Start of EXERCISE TEXT

Is it ever to early to speculate on the future of college athletes?

Apparently not. In the middle of what could be a special season for the Kentucky Wildcats, conversations are swirling everywhere about which guys are headed to the NBA and which ones may come back for another year.

PJ Washington and Keldon Johnson are as good as gone. Both may end up in the lottery. Reid Travis will be out of eligibility. After that, the big question marks are Nick Richards, Ashton Hagans, and Tyler Herro.

Nick’s question mark has more to do with his patiences of playing for a third year that he obviously needs. But based on NBA draft predictions, Hagans and Herro are going to have difficult decisions to make.

Herro, specifically, is getting very mixed reviews from those in the know. He was supposed to be a three or four year guy. But Evan Daniels says he’s 90% out the door. He is in the top 40 of NBA prospects according to most rankings. But what, specifically, are coaches seeing that leads them to these conclusions?

End of EXERCISE TEXT

• WHAT THIS EXERCISE ASKS:
a) Answer these about the Kentucky Wildcats text, one line each:
(i) Which two players does it call as good as gone?
(ii) Which player will be out of eligibility?
(iii) According to Evan Daniels, how far out the door is Herro?
b) Go on with the Kentucky Wildcats text, starting right after its closing question about what coaches are seeing in Herro.

Start of DATA SEGMENT

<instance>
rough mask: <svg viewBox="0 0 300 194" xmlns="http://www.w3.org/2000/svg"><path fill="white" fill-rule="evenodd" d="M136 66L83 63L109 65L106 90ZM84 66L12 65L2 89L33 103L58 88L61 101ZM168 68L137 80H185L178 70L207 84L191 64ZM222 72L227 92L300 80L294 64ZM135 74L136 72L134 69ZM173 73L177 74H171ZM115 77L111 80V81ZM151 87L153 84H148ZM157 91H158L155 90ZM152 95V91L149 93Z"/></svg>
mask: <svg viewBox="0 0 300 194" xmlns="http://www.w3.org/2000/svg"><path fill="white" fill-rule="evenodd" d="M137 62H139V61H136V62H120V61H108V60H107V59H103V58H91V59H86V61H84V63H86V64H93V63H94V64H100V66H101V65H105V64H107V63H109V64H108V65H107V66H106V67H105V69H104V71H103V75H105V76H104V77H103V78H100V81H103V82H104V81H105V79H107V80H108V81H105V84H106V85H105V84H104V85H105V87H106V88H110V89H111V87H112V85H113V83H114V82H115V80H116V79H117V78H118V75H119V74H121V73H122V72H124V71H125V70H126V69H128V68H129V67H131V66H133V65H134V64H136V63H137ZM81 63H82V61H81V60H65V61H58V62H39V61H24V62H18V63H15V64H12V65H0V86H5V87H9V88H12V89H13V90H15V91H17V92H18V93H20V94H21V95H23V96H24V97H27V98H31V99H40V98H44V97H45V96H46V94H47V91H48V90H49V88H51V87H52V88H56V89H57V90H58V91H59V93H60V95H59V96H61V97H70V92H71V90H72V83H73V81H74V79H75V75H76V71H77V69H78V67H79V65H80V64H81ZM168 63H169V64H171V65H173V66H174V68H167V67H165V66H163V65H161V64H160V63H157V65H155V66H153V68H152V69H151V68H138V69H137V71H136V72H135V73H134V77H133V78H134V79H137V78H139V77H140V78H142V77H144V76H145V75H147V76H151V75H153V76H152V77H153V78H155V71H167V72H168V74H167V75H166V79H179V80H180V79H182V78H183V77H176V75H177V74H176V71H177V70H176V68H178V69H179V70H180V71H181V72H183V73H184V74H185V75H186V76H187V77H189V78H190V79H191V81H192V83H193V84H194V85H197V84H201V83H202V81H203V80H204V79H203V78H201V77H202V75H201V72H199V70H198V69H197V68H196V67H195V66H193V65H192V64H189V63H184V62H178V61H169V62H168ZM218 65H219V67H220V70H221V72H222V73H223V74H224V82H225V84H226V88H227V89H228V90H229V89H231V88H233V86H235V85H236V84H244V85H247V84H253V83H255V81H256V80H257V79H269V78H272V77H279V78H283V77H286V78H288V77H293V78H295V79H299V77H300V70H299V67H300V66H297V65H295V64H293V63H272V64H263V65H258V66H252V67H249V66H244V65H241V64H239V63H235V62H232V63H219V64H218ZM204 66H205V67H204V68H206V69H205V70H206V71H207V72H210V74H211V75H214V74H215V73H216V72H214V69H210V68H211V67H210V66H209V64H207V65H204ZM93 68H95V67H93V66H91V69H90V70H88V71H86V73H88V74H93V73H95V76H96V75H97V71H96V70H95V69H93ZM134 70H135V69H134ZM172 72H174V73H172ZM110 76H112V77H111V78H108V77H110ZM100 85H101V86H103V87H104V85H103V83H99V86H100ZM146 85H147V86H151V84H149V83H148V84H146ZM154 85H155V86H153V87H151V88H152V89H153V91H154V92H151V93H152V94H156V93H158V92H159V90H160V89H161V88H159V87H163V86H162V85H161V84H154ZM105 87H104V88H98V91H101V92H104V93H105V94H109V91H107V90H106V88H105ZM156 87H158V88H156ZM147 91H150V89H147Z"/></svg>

End of DATA SEGMENT

• ANSWERS BELOW:
a)
(i) PJ Washington and Keldon Johnson
(ii) Reid Travis
(iii) 90%

b)
Sam Vecenie of The Athletic recently polled 50 college assistant coaches about the qualities of NBA prospects playing in the NCAA right now. Since these guys are responsible for scouting and game planning against the players, their opinions should carry a lot of weight. The four anonymous coaches that analyzed the Kentucky prospects had this to say about Tyler Herro:

“He’s a good, not great shooter. He’s got a good feel as a passer. I don’t look at him as someone who can be a secondary handler. I look at him more the way Kentucky uses him, where he’s constantly flying off screens. He’s got a good ability to curl screens and get in the lane, where he has pretty good touch. Good passer out of there.”

“I don’t know, I think he kinda needs to unpack his bags and be there a while. I would think junior year All-American, but maybe next year. He missed a lot of shots short early because he was pulling the string on them to get it out of his hand fast, and he was leaving them on the front rim. He’s got moxie. He’s got a competitiveness about him. He’s not as athletic as people say, like they’ll throw out Rex Chapman or Bobby Sura. He’s not that. But he’s a good player, and he’s a worker.”

While those reviews are not all negative, it is pretty clear that college assistants think Herro may not be ready for the next step just yet.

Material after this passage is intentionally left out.